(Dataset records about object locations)

--------

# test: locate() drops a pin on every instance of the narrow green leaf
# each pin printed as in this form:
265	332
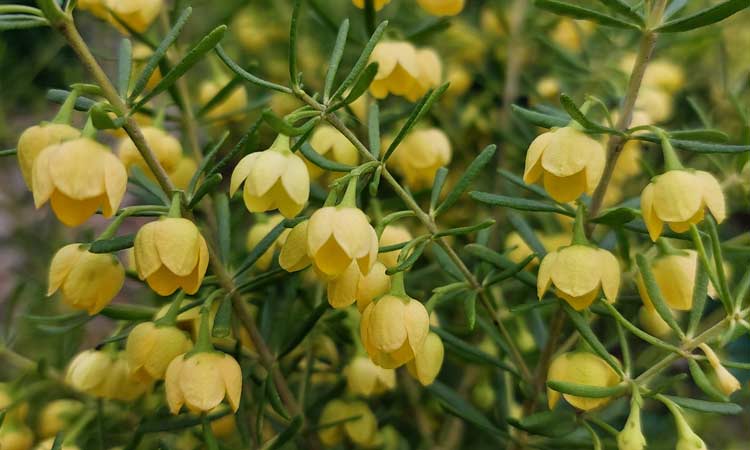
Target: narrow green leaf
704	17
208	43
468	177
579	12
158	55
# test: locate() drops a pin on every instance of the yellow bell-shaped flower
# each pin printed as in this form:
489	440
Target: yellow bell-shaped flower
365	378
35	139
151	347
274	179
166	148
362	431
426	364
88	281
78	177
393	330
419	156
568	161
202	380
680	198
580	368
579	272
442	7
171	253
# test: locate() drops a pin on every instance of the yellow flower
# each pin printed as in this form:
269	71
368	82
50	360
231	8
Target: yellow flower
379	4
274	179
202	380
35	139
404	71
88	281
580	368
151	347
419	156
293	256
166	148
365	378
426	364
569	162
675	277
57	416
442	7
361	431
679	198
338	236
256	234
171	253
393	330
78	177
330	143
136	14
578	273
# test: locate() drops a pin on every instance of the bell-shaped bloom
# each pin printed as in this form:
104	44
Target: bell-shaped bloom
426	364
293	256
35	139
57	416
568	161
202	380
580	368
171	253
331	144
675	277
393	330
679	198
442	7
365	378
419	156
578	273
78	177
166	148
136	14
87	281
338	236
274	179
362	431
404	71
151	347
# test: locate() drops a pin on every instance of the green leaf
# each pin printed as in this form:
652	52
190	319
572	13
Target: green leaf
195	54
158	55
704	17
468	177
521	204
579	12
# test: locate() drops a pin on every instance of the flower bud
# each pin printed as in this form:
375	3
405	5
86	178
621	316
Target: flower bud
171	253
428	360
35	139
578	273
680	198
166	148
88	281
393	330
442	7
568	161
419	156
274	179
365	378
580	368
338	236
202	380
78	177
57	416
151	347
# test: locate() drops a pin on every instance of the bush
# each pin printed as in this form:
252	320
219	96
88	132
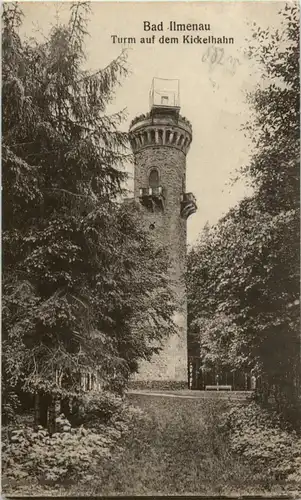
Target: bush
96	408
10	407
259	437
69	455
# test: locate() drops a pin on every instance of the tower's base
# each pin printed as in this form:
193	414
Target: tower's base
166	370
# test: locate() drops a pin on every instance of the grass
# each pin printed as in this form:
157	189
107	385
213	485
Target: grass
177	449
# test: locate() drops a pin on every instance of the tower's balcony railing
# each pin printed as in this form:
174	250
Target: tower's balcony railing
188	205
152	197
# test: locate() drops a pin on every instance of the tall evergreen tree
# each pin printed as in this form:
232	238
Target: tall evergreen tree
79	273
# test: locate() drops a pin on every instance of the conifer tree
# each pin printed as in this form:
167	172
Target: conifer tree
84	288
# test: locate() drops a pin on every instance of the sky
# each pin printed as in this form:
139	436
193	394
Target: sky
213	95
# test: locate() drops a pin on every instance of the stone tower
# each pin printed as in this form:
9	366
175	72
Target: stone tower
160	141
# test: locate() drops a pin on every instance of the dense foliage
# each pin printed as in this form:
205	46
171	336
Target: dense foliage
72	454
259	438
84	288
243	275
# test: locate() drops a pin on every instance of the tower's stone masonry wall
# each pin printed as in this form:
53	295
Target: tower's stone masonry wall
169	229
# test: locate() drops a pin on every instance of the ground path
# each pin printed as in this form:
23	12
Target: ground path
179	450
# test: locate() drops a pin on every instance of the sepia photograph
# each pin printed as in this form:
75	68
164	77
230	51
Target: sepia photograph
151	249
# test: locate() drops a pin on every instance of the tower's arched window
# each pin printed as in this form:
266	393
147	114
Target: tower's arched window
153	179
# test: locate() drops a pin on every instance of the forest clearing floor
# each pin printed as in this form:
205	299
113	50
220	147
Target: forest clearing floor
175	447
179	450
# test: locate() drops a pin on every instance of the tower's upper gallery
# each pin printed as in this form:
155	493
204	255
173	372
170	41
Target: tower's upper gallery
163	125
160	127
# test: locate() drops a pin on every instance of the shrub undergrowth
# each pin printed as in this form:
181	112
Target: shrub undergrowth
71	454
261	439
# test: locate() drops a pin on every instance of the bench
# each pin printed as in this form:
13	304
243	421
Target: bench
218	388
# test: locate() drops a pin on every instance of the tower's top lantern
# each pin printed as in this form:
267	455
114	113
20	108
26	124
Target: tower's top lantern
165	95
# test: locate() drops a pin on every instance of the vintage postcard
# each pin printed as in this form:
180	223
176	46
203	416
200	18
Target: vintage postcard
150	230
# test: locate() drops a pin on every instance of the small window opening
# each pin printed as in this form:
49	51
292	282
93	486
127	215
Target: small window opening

--------

Please copy the items again from the line with "the sepia photograph" up to and including the last line of the items, keeping every line. Shift each answer coordinate by adding 147 to it.

▶ [Written response]:
# test: locate() drops a pin on every instance of the sepia photograph
# each pin printed as in this form:
75	68
164	77
230	51
Target: sepia photograph
298	396
# test: locate() drops a pin on every instance of the tower's arched window
# each pin printed as in this form:
266	393
147	114
Target: tower's arched window
300	326
# test: locate() drops a pin on every instance of the forest clearing floor
# each pin printed as in this form:
205	299
113	50
220	147
Target: forest clearing floor
322	594
326	597
# test: locate() drops a pin on every instance of the tower's upper gallery
# each pin printed as in this form:
155	493
204	255
173	372
170	41
Target: tower's upper gallery
310	272
307	274
# test: locate() drops a pin on every instance of the shrub undergrowth
# each pin printed as in this form:
181	112
Target: shrub undergrowth
218	601
408	586
# test: locate() drops a pin on every instance of the bench
# each pin printed as in this form:
13	304
243	421
Target: bench
365	535
# test: locate() drops a pin on every instance of the tower's top lantern
# each pin printed as in this form:
267	455
114	113
20	108
26	124
Target: tower's top lantern
312	242
# test: locate() drops a pin on every instance of the vintage postcard
# each pin printed as in this form:
180	223
176	46
203	416
200	18
Target: vintage postcard
297	377
# test: locate() drops a pin on every instance of the small window opening
# each pin printed as in this form:
49	51
292	282
93	486
127	215
Target: small window opening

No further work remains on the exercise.